===== BRANO SCELTO

I Confini dell’Inverosimiglianza

1. Percezioni s-visive
Ciascuno di noi, secondo Jean Louis Baudry, quando si reca al cinema si trova in uno stato psicofisico del tutto simile a quello del bambino davanti allo specchio primordiale, perché, proprio come accade al puer, anche lo spettatore cinematografico vive una condizione di sostanziale impotenza motoria: è seduto in poltrona e la gamma dei movimenti che può fare senza violare le regole tacite del rituale della proiezione è estremamente ristretta; quasi tutto il suo potenziale di recettività passa attraverso il canale privilegiato della percezione visiva.
Lo spettatore è chiamato ad adeguarsi ai suoi rituali, alla sua prassi. È invocato, in definitiva, ad interpretare correttamente il suo ruolo con tutti i vincoli e le piccole coercizioni che questo può comportare, compresa l’inibizione motoria. “Il film si svolge al di fuori di me, senza alcun intervento da parte mia” (1). In base al medesimo schema di ragionamento, anche la sovreccitazione dell’apparato visivo non dipende, nel caso dello spettatore cinematografico, da una particolare efficienza della funzione visiva, ma è invece il risultato di una serie di accorgimenti posti in essere dall’istituzione cinema: è l’effetto delle condizioni stesse della proiezione, perché l’oscurità e il luogo-sala aiutano lo spettatore a concentrarsi sulle visione, consentendogli di focalizzare la propria attenzione sullo schermo, permettendogli di ascoltare, come ha scritto Abel Gance, “attraverso gli occhi” (2). L’oscurità è una componente essenziale del rituale cinematografico, il luogo ne decreta la sacralità, fattore fondamentale per la partecipazione emotiva: “Non posso mai, parlando di cinema, impedirmi di pensare sala, più che film” ha detto Roland Barthes nel 1975 (3).

==========
===== DATI RIPORTATI

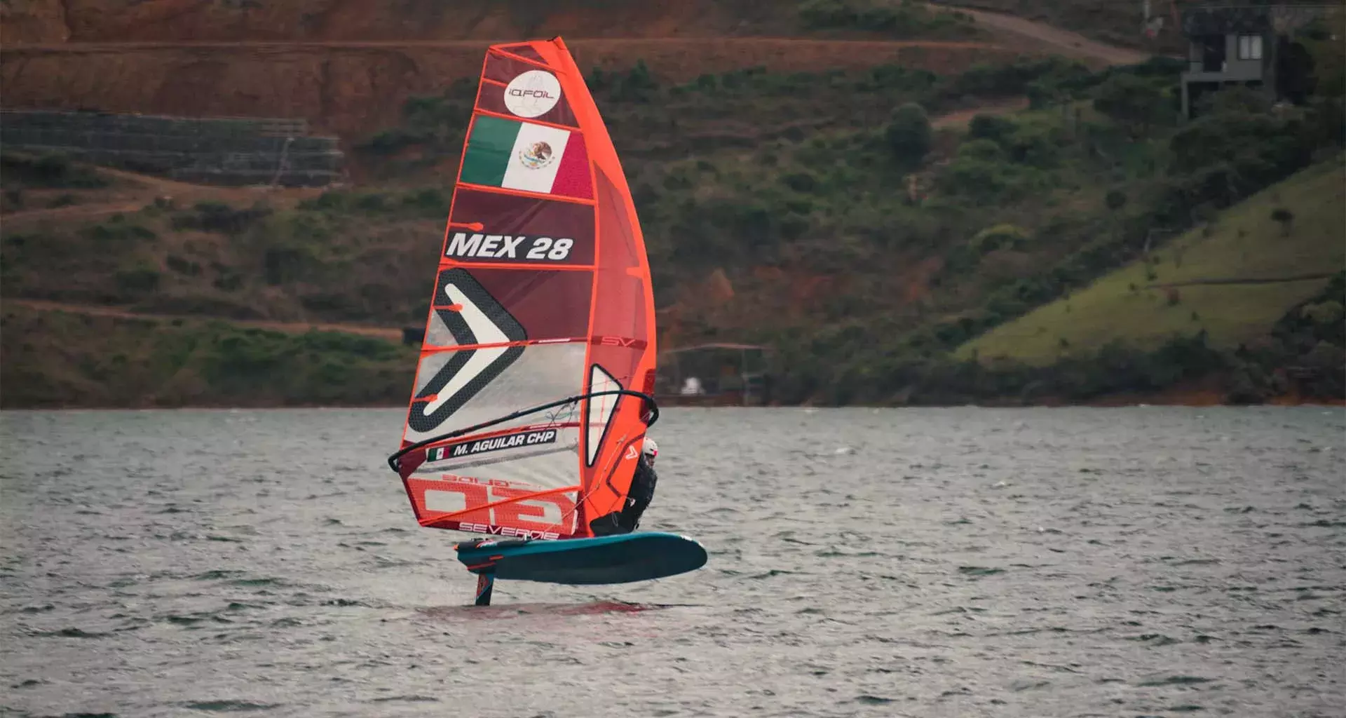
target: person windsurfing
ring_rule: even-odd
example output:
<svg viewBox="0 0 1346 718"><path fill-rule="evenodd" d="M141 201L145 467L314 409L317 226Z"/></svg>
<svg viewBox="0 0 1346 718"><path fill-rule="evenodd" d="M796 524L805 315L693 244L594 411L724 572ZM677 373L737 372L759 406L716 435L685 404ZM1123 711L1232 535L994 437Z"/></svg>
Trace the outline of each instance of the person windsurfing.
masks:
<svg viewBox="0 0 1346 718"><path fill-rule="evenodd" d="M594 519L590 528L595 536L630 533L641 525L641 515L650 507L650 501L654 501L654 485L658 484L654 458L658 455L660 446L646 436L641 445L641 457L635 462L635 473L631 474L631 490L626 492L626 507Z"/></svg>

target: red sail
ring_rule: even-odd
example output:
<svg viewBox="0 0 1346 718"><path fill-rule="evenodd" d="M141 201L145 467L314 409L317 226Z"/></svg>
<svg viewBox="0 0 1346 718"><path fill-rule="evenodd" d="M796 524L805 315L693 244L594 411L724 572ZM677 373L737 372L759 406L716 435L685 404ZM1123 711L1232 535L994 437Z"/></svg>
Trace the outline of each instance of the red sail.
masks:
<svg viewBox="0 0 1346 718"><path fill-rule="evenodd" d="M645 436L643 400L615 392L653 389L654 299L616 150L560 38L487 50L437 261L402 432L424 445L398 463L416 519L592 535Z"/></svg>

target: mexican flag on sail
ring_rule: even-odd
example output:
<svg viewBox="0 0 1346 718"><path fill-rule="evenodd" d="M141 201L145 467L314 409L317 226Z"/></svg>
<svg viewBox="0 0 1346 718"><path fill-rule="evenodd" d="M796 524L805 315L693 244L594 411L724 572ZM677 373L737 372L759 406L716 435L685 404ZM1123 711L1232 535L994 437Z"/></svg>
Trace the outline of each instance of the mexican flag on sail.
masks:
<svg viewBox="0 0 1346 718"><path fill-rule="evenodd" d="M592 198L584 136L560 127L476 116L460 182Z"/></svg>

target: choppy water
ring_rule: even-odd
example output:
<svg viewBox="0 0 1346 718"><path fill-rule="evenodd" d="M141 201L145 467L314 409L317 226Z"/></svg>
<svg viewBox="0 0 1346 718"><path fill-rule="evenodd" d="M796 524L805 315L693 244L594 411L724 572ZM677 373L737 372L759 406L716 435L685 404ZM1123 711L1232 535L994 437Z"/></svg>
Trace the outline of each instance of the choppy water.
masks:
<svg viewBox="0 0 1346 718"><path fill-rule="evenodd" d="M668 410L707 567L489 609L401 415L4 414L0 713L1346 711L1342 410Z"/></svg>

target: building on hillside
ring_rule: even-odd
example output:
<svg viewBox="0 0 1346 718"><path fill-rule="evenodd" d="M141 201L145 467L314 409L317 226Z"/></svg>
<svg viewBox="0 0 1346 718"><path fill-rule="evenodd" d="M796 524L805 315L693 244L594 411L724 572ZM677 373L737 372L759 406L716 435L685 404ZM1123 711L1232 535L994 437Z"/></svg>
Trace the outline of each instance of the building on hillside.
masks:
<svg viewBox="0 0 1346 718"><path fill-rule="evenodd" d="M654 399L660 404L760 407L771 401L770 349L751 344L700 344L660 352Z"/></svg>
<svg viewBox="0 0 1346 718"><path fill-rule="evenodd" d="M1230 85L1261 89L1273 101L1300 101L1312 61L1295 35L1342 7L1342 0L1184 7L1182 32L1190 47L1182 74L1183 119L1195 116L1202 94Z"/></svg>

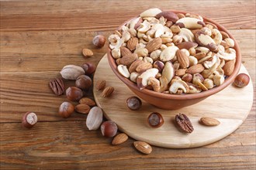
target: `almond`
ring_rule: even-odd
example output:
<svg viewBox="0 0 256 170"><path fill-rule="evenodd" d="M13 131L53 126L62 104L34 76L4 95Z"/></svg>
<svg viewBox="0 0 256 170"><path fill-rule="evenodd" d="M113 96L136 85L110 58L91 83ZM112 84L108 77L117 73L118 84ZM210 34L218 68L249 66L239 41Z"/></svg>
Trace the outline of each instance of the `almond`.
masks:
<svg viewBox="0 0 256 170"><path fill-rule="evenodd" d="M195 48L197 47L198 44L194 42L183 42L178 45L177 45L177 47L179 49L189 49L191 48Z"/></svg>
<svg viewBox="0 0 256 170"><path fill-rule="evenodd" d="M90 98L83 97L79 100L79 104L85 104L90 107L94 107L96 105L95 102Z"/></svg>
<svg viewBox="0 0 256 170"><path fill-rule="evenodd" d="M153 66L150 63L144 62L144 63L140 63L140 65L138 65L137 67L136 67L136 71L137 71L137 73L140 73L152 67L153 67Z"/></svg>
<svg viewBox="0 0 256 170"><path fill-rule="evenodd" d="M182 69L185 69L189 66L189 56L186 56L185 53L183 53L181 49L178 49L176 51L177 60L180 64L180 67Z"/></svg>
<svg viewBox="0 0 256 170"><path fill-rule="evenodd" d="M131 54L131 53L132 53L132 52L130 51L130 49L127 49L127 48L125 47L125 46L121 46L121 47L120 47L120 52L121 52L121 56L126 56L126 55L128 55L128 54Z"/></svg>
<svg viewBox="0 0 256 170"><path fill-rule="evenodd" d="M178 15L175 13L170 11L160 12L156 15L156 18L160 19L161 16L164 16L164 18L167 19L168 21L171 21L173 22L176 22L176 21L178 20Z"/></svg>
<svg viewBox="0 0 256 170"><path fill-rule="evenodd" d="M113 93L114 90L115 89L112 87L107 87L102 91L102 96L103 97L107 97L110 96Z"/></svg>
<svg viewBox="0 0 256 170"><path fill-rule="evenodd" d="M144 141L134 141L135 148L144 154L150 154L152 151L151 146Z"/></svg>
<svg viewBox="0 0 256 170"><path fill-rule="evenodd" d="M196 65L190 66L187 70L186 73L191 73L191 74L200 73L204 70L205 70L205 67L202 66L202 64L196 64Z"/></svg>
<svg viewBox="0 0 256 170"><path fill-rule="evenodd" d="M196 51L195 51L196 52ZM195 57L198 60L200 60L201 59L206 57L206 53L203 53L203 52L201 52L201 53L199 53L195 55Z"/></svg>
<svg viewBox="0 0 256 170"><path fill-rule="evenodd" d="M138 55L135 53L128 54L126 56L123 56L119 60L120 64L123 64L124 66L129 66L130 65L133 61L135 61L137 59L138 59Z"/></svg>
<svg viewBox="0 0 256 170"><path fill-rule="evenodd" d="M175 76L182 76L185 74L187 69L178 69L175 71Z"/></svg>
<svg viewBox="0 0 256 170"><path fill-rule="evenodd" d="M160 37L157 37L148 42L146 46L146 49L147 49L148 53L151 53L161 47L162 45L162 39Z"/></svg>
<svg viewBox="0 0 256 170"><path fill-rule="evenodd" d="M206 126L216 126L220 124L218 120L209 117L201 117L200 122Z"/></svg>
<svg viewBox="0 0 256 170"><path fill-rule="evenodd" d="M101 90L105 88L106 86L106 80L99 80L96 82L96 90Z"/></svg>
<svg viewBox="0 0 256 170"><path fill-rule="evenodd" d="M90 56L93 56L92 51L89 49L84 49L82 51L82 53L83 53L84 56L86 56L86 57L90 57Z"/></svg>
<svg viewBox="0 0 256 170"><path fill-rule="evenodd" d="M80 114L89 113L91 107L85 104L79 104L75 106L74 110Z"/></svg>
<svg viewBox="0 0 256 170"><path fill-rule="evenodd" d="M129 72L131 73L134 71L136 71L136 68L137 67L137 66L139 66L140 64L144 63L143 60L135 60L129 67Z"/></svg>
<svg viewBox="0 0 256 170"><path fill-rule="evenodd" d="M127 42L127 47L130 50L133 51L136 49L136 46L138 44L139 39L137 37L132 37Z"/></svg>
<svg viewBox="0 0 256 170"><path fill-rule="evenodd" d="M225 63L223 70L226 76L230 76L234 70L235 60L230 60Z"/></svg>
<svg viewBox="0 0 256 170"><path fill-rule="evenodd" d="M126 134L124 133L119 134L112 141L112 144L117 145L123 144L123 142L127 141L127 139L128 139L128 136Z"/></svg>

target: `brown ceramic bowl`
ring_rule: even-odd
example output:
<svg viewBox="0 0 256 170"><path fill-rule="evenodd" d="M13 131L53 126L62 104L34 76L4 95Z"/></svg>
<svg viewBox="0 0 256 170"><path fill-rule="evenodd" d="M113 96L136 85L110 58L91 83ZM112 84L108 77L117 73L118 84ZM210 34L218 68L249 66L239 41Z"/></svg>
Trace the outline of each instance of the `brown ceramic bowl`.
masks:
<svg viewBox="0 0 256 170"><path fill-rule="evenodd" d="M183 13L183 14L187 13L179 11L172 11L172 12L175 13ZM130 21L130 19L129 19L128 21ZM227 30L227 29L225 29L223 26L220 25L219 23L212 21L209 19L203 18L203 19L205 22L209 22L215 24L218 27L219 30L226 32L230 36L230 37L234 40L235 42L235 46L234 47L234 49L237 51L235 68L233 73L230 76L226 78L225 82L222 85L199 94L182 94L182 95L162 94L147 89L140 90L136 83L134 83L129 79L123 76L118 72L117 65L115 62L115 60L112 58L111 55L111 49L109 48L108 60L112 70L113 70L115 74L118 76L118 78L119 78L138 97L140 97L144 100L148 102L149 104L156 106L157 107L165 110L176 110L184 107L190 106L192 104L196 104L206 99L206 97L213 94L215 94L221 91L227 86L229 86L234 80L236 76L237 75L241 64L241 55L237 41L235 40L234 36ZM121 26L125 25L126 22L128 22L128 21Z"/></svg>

==========

COSE DA FARE:
1) Sostituisci "Trace the outline" con "Draw the outline" nei record, partendo dal loro inizio e finendo alla riga che contiene "410L707 567L489 609L401", entrambe incluse, senza cambiare nient'altro. Riporta solo quelle righe e lascia fuori le immagini.
2) Riprendi il brano sullo spettatore cinematografico e proseguilo dal punto in cui termina.
Il brano e i record non hanno alcun legame tra loro.

RISPOSTE:
1)
target: person windsurfing
ring_rule: even-odd
example output:
<svg viewBox="0 0 1346 718"><path fill-rule="evenodd" d="M141 201L145 467L314 409L317 226Z"/></svg>
<svg viewBox="0 0 1346 718"><path fill-rule="evenodd" d="M796 524L805 315L693 244L594 411L724 572ZM677 373L737 372L759 406L716 435L685 404ZM1123 711L1232 535L994 437Z"/></svg>
Draw the outline of each instance of the person windsurfing.
masks:
<svg viewBox="0 0 1346 718"><path fill-rule="evenodd" d="M594 519L590 528L595 536L630 533L641 525L641 515L650 507L650 501L654 501L654 485L658 484L654 458L658 455L660 446L646 436L641 445L641 457L635 462L635 473L631 474L631 490L626 492L626 507Z"/></svg>

target: red sail
ring_rule: even-odd
example output:
<svg viewBox="0 0 1346 718"><path fill-rule="evenodd" d="M141 201L145 467L314 409L317 226Z"/></svg>
<svg viewBox="0 0 1346 718"><path fill-rule="evenodd" d="M796 524L805 315L693 244L594 411L724 572ZM677 373L737 372L759 406L716 435L685 404ZM1123 711L1232 535L994 437Z"/></svg>
Draw the outline of each instance of the red sail.
masks:
<svg viewBox="0 0 1346 718"><path fill-rule="evenodd" d="M645 436L643 400L615 392L653 389L654 299L616 150L560 38L487 50L437 261L402 432L424 445L398 463L416 519L592 535Z"/></svg>

target: mexican flag on sail
ring_rule: even-odd
example output:
<svg viewBox="0 0 1346 718"><path fill-rule="evenodd" d="M141 201L145 467L314 409L317 226Z"/></svg>
<svg viewBox="0 0 1346 718"><path fill-rule="evenodd" d="M796 524L805 315L693 244L594 411L724 572ZM677 373L737 372L759 406L716 435L685 404ZM1123 711L1232 535L994 437Z"/></svg>
Draw the outline of each instance of the mexican flag on sail.
masks:
<svg viewBox="0 0 1346 718"><path fill-rule="evenodd" d="M592 198L584 136L560 127L476 116L460 182Z"/></svg>

target: choppy water
ring_rule: even-odd
example output:
<svg viewBox="0 0 1346 718"><path fill-rule="evenodd" d="M141 201L145 467L314 409L317 226Z"/></svg>
<svg viewBox="0 0 1346 718"><path fill-rule="evenodd" d="M796 524L805 315L693 244L594 411L724 572ZM677 373L737 372L759 406L716 435L685 404ZM1123 711L1232 535L994 437Z"/></svg>
Draw the outline of each instance of the choppy water.
masks:
<svg viewBox="0 0 1346 718"><path fill-rule="evenodd" d="M668 410L707 567L489 609L401 415L4 414L0 713L1346 711L1342 410Z"/></svg>

2)
La portata di questo processo risiede proprio nel fatto che non c’è niente di casuale in quella che invece egli crede essere la sua naturale condizione di spettatore al cinema; ogni aspetto del complesso rituale della proiezione ha una sua funzione precisa e risponde alla necessità di incentivare una relazione, per quanto possibile osmotica e totalizzante, tra la lo schermo e la solitudine dei singoli spettatori. Questi si adeguano alla prassi cinematografica senza tuttavia porsi, in modo consapevole, il problema dell’artificiosità del rituale della proiezione; accettano liberamente di fare il gioco dell’istituzione cinema. L’astante, ricorda C. Metz, si identifica al proprio sguardo e “si sperimenta come fuoco della rappresentazione, come soggetto privilegiato, centrale e trascendentale della visione” (4) . E l’ “esperienza filmica”, come affermato da Francesco Casetti, “mira all’acquisizione di una conoscenza e di una competenza che consentono di affrontare la realtà e di darle senso” (5). La conoscenza filmica se rimanda da un lato al momento in cui uno spettatore, fruendo un film, si misura con la forza delle immagini e dei suoni, dall’altro rinvia al momento in cui questo stesso spettatore, attiva un sapere. Una cognizione che investe sia riflessivamente (l’atto che sta compiendo), sia proiettivamente, (il rapporto con se stesso e il mondo). Una attivazione dei sensi - soprattutto quello della vista - grazie a qualcosa che appare su di uno schermo; una rielaborazione di quanto si è percepito che investe o re-investe tanto ciò che si vede quanto il fatto di vederlo. Dunque, c’è un film, con il mondo che esso rappresenta, che cattura l’ attenzione e quasi si impone; e c’è il delinearsi di un saper-vedere e di un saper-di-vedere sia il film in quanto tale, sia la realtà a cui quest’ultimo fa riferimento.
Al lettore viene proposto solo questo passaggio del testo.